[Required task] Copy the lines of the material below word for word, starting at the line containing "Where can the corrugated" and ending with the line containing "point(464, 421)". Include both of those lines and nothing else.

[Task input]
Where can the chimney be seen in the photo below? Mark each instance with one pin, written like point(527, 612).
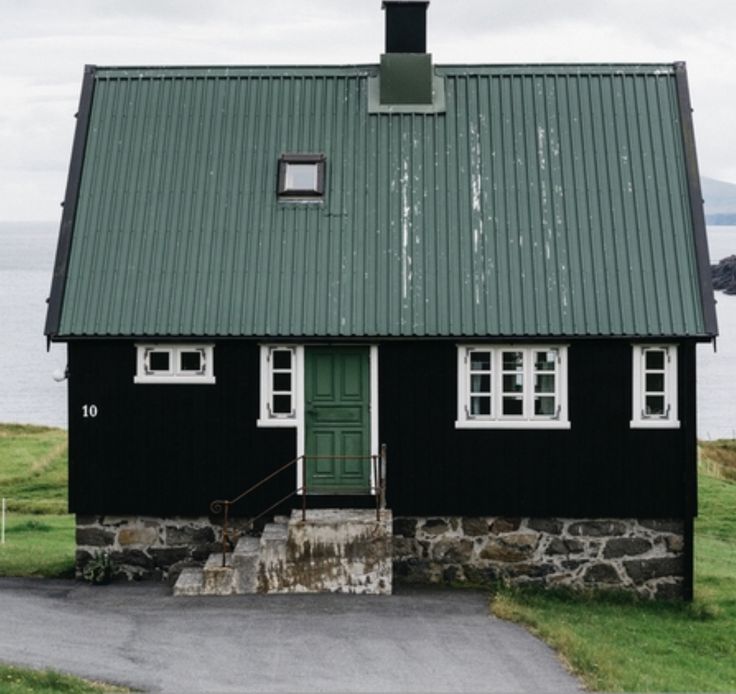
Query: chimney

--

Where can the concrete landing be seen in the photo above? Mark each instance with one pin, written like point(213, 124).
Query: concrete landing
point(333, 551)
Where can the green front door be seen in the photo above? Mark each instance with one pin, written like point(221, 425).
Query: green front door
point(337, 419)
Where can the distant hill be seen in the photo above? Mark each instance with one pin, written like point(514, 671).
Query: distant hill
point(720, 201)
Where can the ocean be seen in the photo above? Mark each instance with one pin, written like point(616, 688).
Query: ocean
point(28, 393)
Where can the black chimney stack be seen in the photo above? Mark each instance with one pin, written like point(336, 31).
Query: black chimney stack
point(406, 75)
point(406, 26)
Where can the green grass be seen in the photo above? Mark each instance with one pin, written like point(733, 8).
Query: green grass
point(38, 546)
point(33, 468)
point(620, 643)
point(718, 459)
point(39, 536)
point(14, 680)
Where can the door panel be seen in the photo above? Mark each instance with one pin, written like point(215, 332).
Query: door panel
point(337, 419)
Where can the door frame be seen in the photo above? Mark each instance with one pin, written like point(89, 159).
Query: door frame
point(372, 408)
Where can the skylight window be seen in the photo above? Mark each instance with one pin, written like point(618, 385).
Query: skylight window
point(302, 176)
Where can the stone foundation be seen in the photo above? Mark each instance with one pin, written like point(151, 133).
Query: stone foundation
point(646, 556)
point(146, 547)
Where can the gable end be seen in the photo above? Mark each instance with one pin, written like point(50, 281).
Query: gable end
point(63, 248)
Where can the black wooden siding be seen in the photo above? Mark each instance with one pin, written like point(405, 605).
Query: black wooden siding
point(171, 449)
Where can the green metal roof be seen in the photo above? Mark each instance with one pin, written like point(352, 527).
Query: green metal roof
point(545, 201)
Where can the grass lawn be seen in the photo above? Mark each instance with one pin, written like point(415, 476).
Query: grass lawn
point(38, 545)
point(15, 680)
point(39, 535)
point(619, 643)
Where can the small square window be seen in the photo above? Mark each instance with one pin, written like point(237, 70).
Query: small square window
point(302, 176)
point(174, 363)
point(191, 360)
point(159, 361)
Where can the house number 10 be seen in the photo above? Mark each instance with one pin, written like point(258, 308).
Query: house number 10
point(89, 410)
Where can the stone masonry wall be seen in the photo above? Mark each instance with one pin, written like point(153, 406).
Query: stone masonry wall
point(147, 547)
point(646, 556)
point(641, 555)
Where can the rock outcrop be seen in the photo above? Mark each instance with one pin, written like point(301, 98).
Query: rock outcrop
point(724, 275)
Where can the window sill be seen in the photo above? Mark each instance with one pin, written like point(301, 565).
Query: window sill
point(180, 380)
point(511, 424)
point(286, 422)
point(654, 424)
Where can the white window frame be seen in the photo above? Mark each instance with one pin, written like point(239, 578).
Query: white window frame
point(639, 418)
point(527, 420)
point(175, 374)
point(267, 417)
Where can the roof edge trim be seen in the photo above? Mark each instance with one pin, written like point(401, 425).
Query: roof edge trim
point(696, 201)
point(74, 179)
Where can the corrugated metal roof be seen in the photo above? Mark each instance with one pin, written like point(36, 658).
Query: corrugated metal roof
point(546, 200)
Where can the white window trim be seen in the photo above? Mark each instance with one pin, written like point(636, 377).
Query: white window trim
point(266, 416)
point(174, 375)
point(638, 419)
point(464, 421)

* * *

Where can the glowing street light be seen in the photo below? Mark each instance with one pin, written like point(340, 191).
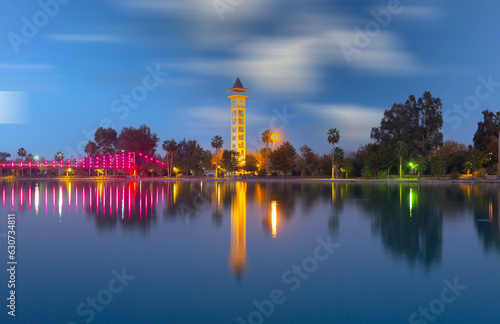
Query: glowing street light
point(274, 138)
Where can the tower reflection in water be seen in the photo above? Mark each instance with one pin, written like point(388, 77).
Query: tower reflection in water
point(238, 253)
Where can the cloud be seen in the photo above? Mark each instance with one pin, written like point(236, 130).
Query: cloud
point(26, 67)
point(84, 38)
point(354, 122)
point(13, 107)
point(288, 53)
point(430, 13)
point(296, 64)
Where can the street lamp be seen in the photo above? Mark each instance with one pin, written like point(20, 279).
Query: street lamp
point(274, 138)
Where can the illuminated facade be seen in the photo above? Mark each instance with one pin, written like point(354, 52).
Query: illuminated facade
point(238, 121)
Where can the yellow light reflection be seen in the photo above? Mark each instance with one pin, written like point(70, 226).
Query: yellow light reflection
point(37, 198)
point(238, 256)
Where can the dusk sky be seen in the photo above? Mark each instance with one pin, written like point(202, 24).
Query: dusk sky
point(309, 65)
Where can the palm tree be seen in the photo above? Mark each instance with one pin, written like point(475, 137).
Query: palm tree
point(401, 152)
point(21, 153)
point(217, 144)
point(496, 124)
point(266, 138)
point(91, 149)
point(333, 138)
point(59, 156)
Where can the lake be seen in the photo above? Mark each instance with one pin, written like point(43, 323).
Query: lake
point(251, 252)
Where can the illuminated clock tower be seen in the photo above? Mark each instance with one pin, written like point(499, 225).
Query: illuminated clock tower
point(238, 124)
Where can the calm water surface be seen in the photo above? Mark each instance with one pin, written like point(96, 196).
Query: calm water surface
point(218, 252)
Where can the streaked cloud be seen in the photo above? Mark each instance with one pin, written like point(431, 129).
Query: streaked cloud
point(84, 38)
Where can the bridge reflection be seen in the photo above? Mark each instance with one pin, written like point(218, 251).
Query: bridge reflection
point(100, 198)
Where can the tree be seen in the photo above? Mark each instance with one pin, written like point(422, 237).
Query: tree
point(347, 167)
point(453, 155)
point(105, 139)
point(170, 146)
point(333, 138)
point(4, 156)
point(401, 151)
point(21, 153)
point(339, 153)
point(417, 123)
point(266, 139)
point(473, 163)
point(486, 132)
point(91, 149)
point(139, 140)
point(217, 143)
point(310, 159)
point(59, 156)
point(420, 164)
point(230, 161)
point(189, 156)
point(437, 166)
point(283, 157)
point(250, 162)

[Exercise output]
Where can the corrugated metal roof be seen in the photo above? Mark each instance with one pin, written like point(36, 658).
Query: corrugated metal roof
point(546, 200)
Where can the white window trim be seen in the photo above? Mark each instance with one pin, written like point(636, 377).
Query: white window trim
point(266, 416)
point(174, 375)
point(638, 419)
point(464, 421)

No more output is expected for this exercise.